Data provided -
---*---
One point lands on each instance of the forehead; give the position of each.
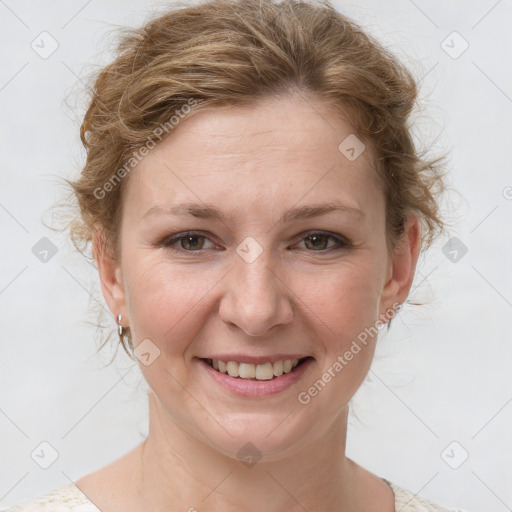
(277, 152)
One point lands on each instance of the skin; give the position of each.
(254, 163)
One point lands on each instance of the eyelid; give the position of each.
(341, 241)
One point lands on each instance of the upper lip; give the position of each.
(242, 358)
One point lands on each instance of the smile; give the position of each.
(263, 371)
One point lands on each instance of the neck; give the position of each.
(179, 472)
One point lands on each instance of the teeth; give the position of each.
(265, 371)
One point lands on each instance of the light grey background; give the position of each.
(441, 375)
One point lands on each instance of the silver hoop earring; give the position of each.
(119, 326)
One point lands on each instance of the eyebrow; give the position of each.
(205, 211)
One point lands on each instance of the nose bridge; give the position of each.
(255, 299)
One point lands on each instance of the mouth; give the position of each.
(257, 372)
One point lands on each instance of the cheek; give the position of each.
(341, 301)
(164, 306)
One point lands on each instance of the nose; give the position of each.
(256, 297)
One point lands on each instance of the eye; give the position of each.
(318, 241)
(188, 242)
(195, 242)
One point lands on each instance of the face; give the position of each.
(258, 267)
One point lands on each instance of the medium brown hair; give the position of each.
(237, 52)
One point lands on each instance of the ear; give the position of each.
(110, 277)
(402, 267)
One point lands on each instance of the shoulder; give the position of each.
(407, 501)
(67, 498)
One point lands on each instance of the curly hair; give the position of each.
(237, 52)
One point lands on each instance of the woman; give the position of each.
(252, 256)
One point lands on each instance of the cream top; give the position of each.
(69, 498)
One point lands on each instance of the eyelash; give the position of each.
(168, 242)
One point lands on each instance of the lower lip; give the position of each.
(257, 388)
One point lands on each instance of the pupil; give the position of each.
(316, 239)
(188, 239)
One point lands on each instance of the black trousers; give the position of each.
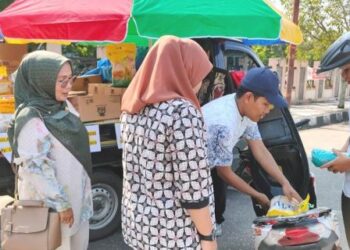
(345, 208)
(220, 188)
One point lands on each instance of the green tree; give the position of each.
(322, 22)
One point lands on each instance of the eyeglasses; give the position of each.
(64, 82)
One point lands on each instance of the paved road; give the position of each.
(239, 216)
---*---
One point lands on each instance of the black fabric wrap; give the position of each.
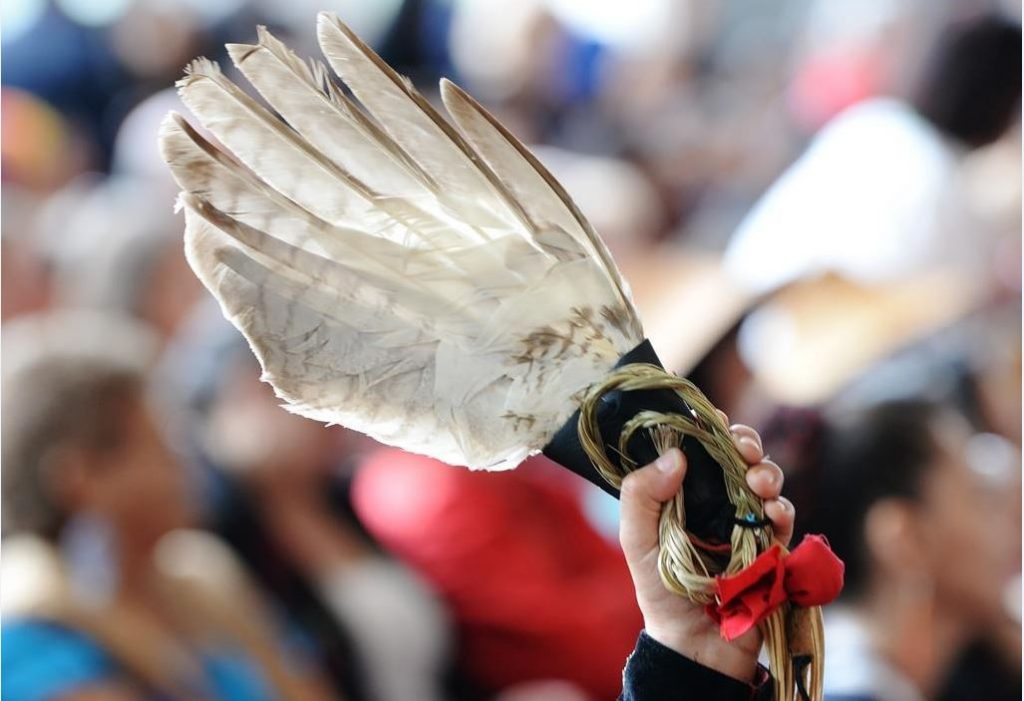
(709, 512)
---*---
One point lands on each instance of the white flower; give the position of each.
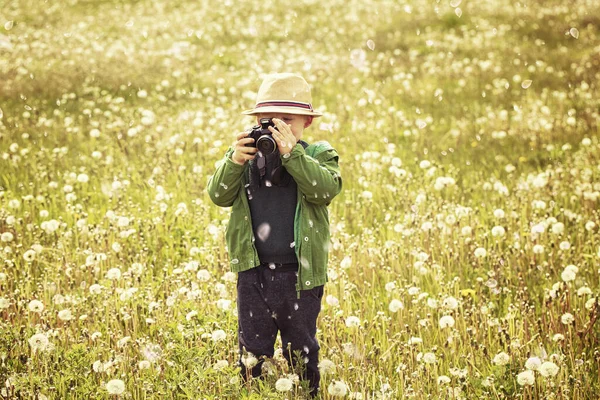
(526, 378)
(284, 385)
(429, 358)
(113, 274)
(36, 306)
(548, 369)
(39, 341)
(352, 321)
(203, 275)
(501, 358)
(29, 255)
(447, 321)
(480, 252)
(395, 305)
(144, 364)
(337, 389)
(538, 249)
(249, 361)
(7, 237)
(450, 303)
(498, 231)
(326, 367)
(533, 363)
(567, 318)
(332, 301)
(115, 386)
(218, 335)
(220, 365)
---*---
Pull out each line of the items above that contains the word "black", and copy every such line in full.

One point lands on each instance of the black trousers; give the position of each.
One point lands on each instance of the black fabric wrap; give the position of each.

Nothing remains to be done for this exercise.